───── Kutipan Dokumen

ESAI 

Sastra dalam Etos Literary Branding

Oleh Ahmadun Yosi Herfanda, pelayan sastra

———————————————————————————————

Kali ini saya meminjam istilah branding dari bidang studi komunikasi politik. Istilah ini berasal dari kata brand, yang berarti merek. Branding, menurut Philip Kotler (2009), berarti pemerekan, pemberian tanda, simbol, atau rancangan, atau kombinasi dari semuanya, yang dimaksudkan untuk mengidentifikasikan barang, jasa, atau penjual, untuk membedakan dari barang atau jasa pesaing. Branding juga berarti citra, kredibilitas, karakter, kesan, persepsi, dan anggapan yang terbentuk di benak konsumen tentang suatu objek yang dipasarkan.

Dengan meminjam istilah itu, saya ingin mengatakan bahwa sastrawan (penyair maupun novelis), disadari atau tidak, sebenarnya melakukan branding untuk memperkenalkan karyanya agar dianggap berbeda, unik, lebih unggul, berkarakter, dibanding karya lain, untuk mendapatkan tempat spesial di hati apresian, di mata media massa, atau di pasar buku sastra. Sehingga, sastrawan atau karyanya mendapat penghargaan yang lebih istimewa dibanding sastrawan dan karya yang lain.

──────────
───── Data yang Disediakan

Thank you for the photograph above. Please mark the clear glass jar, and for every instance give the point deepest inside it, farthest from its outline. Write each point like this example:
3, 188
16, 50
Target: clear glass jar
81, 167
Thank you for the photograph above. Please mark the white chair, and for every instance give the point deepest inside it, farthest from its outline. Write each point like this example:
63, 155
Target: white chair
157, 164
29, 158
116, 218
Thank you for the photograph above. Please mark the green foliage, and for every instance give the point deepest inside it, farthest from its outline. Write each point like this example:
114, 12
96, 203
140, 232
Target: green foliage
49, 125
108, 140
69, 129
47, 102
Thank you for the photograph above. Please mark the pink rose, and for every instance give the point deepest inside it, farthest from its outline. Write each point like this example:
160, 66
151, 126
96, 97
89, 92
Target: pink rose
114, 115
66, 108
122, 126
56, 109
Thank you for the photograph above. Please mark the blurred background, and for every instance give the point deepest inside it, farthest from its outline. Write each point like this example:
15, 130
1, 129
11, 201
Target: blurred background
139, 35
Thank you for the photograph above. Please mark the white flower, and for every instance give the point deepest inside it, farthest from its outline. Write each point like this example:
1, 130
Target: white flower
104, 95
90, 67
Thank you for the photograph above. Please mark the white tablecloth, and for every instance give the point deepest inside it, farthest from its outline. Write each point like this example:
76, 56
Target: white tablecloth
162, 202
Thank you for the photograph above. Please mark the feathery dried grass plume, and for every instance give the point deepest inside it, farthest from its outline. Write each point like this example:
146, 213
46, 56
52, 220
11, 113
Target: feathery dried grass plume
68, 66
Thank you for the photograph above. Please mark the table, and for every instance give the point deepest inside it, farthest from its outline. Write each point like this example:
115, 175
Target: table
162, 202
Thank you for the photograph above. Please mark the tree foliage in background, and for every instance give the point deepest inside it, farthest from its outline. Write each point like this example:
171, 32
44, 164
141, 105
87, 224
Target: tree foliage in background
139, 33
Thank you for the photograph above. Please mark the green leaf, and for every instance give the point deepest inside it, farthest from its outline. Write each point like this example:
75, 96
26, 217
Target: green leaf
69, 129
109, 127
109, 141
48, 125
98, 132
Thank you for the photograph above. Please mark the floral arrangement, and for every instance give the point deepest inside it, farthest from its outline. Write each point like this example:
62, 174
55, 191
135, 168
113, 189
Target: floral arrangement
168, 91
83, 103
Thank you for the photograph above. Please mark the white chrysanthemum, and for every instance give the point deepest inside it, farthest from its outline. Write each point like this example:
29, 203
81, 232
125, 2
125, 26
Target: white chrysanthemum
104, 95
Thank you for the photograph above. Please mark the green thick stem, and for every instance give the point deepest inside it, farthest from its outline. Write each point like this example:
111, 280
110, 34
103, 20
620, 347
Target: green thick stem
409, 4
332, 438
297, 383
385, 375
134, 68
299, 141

──────────
───── Data yang Disediakan

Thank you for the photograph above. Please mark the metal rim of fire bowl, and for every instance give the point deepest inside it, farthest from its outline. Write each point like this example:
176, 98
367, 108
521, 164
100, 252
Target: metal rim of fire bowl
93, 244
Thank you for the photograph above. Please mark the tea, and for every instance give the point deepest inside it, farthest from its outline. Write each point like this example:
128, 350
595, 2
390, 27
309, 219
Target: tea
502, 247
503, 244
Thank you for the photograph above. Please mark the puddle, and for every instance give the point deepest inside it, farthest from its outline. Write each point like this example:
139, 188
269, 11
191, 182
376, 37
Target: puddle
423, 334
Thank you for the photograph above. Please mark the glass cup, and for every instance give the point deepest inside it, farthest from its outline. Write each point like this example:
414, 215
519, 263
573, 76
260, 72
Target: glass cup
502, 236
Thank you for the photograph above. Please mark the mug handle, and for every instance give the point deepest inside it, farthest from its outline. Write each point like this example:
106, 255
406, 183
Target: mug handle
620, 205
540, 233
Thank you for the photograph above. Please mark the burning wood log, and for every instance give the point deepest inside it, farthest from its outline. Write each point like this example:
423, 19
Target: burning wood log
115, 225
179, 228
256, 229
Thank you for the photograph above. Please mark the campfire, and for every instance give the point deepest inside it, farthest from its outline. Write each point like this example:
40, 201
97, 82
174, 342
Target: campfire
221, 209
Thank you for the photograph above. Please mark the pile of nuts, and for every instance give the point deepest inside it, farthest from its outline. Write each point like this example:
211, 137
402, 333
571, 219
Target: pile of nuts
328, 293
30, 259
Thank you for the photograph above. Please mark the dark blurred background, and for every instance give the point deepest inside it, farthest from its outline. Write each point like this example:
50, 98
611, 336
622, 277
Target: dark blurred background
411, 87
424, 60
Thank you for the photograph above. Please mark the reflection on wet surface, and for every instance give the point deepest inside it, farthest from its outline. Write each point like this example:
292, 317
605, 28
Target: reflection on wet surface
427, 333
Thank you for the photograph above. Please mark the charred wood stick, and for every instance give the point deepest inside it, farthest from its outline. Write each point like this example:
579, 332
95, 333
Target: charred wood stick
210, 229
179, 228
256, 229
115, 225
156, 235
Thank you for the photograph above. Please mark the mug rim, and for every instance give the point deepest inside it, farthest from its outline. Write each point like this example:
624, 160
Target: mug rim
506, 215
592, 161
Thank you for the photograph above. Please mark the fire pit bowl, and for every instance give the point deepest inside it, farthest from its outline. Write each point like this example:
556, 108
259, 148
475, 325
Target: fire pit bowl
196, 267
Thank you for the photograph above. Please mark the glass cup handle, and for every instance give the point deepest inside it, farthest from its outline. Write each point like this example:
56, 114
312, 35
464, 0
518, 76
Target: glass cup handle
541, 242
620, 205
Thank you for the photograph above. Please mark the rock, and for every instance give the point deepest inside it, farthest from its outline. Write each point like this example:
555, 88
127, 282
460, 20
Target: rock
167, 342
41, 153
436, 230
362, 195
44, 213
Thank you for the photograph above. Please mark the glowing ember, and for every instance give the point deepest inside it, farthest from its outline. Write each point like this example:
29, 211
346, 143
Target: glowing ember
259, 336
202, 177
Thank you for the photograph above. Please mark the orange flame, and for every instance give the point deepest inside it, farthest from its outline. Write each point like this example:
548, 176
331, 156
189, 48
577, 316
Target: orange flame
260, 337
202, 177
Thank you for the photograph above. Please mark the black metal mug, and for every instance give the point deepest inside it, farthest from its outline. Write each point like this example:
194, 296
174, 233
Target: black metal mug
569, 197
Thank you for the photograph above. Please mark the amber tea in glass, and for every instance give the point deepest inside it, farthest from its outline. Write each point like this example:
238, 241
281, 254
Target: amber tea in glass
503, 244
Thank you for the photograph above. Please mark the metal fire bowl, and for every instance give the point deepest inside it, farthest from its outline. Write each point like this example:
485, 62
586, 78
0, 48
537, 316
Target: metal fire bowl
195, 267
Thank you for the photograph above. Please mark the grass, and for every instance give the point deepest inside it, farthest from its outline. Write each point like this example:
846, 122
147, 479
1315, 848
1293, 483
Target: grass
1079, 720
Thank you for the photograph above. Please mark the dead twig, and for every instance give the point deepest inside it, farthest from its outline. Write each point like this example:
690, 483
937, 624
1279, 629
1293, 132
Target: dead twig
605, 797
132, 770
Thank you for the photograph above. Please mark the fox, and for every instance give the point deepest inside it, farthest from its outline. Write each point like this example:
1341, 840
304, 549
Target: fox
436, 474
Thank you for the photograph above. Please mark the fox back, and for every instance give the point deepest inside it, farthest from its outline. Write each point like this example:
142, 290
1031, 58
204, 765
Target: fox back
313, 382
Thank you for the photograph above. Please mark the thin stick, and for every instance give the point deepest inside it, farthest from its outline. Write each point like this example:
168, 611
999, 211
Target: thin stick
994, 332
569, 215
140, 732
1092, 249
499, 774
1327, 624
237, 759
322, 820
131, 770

──────────

(Yang Perlu Dikerjakan):
**A.** Tulis ulang bagian esai tentang literary branding yang dimulai dengan "Sastra dalam Etos" dan berlanjut sampai "objek yang dipasarkan.", dengan mengganti "konsumen" menjadi "pembeli".
**B.** Menurut esai tentang literary branding, dari bidang studi apa penulis meminjam istilah branding?
**C.** Lanjutkan esai tentang literary branding mulai dari kalimat terakhirnya.

(Jawaban Tiap Tugas):
**A.**
Sastra dalam Etos Literary Branding

Oleh Ahmadun Yosi Herfanda, pelayan sastra

———————————————————————————————

Kali ini saya meminjam istilah branding dari bidang studi komunikasi politik. Istilah ini berasal dari kata brand, yang berarti merek. Branding, menurut Philip Kotler (2009), berarti pemerekan, pemberian tanda, simbol, atau rancangan, atau kombinasi dari semuanya, yang dimaksudkan untuk mengidentifikasikan barang, jasa, atau penjual, untuk membedakan dari barang atau jasa pesaing. Branding juga berarti citra, kredibilitas, karakter, kesan, persepsi, dan anggapan yang terbentuk di benak pembeli tentang suatu objek yang dipasarkan.

**B.** Penulis meminjam istilah branding dari bidang studi komunikasi politik.

**C.**
Istilah branding mungkin tidak biasa digunakan di bidang sastra. Tapi, saya ingin mencoba menggunakan istilah dari ilmu komunikasi politik itu ke khasanah sastra. Kalau ada istilah political branding atau branding politik, saya ingin memperkenalkan istilah literary branding atau branding kesastraan. Dengan istilah ini saya ingin melihat siapakah sastrawan yang berhasil melakukan branding, siapa yang gagal, siapa yang tak sadar branding, dan siapa yang melakukannya dengan setengah-setengah.

Pertama-tama kita perlu sepakat bahwa menulis karya sastra adalah berkomunikasi lewat karya sastra. Dalam tiap karya sastra ada “sesuatu” (something) yang hendak dikomunikasikan, yang hendak disampaikan. Sastrawan adalah komunikator, dan pembaca adalah komunikan. Pembaca akan menangkap “sesuatu” (pesan) dari karya sastra yang dibacanya. Sesuatu itu bisa berupa nilai-nilai kehidupan, bisa pula berupa keindahan atau konsep estetika tertentu, atau bisa keduanya: pembaca menangkap nilai-nilai kehidupan sekaligus nilai-nilai keindahan.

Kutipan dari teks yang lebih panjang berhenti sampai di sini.